Only the lines from the one containing "wearing cap, placed" through the last line below should be written out, exactly and with both ends kept.

[Data for analysis Boundary: Start]

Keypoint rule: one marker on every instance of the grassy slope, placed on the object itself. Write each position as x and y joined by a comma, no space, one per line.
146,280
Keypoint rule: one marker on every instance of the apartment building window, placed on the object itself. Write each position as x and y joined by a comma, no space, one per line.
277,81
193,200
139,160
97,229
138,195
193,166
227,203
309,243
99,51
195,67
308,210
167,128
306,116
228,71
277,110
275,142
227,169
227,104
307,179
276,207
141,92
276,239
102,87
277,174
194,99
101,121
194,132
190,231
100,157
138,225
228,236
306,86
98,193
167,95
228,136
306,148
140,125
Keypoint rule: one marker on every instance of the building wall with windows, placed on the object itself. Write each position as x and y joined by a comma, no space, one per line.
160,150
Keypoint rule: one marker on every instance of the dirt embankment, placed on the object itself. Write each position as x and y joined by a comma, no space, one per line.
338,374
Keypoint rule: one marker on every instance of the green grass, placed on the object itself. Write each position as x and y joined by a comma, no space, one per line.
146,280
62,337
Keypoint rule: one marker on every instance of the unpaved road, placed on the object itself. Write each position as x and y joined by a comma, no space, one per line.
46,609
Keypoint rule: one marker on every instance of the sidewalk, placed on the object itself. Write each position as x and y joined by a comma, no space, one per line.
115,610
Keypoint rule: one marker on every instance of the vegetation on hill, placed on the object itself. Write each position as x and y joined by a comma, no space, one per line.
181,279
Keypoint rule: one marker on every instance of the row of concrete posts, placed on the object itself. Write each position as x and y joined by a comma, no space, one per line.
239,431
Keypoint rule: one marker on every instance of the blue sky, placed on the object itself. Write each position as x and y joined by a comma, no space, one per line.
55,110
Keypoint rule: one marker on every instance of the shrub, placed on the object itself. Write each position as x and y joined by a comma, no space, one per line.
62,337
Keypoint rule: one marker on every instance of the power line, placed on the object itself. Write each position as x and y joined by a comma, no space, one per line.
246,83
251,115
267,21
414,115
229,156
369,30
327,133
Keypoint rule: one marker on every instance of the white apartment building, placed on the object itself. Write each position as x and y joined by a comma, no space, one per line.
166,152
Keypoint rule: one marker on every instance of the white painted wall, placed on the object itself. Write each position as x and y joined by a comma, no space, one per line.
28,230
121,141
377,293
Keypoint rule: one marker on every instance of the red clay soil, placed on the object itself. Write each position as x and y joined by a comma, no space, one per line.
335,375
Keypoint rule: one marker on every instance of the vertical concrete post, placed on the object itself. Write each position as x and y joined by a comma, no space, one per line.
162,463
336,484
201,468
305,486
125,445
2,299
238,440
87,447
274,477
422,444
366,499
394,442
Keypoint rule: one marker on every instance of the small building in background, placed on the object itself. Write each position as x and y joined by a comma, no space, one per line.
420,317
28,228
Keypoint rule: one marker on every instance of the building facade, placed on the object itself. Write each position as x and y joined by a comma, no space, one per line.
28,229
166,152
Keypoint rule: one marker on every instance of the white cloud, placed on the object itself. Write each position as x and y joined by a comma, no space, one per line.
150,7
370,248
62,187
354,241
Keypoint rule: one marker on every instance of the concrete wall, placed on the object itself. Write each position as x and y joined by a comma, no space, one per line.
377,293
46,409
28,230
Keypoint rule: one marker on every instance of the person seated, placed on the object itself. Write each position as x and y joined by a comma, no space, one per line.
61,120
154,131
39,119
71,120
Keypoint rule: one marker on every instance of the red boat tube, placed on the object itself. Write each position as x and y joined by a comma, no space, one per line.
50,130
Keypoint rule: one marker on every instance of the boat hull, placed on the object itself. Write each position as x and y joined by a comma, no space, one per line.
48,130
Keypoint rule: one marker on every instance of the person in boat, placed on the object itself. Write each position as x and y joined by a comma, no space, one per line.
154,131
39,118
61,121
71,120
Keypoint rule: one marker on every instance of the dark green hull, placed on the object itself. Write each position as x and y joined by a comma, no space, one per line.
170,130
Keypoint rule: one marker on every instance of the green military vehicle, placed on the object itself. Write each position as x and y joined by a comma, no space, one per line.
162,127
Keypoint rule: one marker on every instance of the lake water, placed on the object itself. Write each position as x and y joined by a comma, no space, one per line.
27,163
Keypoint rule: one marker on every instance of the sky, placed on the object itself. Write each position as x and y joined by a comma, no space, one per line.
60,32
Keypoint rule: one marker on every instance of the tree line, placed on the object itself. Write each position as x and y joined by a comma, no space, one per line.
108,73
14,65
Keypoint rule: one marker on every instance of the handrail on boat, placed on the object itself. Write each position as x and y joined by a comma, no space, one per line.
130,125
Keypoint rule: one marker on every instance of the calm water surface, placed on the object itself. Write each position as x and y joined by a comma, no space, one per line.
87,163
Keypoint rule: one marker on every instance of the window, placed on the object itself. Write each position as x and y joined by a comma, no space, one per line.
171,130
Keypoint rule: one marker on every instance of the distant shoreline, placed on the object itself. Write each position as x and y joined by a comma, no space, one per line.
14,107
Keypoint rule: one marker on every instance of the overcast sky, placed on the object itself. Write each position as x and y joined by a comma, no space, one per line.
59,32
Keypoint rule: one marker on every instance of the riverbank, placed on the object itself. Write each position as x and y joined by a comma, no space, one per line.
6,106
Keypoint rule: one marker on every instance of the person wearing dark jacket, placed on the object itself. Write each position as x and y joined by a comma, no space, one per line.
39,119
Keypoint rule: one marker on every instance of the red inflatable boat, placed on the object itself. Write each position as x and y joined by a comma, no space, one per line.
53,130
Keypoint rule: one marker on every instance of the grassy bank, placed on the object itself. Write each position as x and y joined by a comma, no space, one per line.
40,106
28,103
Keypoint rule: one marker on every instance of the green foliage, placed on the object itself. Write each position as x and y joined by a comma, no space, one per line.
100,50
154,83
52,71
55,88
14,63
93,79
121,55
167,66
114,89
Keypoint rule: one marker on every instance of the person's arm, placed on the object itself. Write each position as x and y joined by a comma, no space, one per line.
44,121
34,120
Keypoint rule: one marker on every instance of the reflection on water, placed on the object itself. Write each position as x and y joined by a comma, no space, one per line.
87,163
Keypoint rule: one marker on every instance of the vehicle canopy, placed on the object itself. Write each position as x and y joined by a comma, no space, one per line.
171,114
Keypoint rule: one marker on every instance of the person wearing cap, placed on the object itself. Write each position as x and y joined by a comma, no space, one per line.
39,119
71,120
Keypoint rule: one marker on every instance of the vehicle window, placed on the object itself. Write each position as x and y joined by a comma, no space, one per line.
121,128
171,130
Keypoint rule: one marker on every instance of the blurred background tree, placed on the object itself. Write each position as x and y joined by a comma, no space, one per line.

[Data for analysis Boundary: End]

Written answer ::
Keypoint rule: one marker on every instance of the person wearing cap, placed on the object itself. Write each position as x and y joined by a comma, no space, one per line.
39,119
71,120
Keypoint rule: one marker on every instance of the vehicle window, placed on the object itself. Write each position as x and y joined by a comma, no space, one per line.
121,128
171,130
Keypoint rule: one marker on every instance of the blurred background tree, placed on the object itself. Write each position as x and y joined by a comma, no space, one per line.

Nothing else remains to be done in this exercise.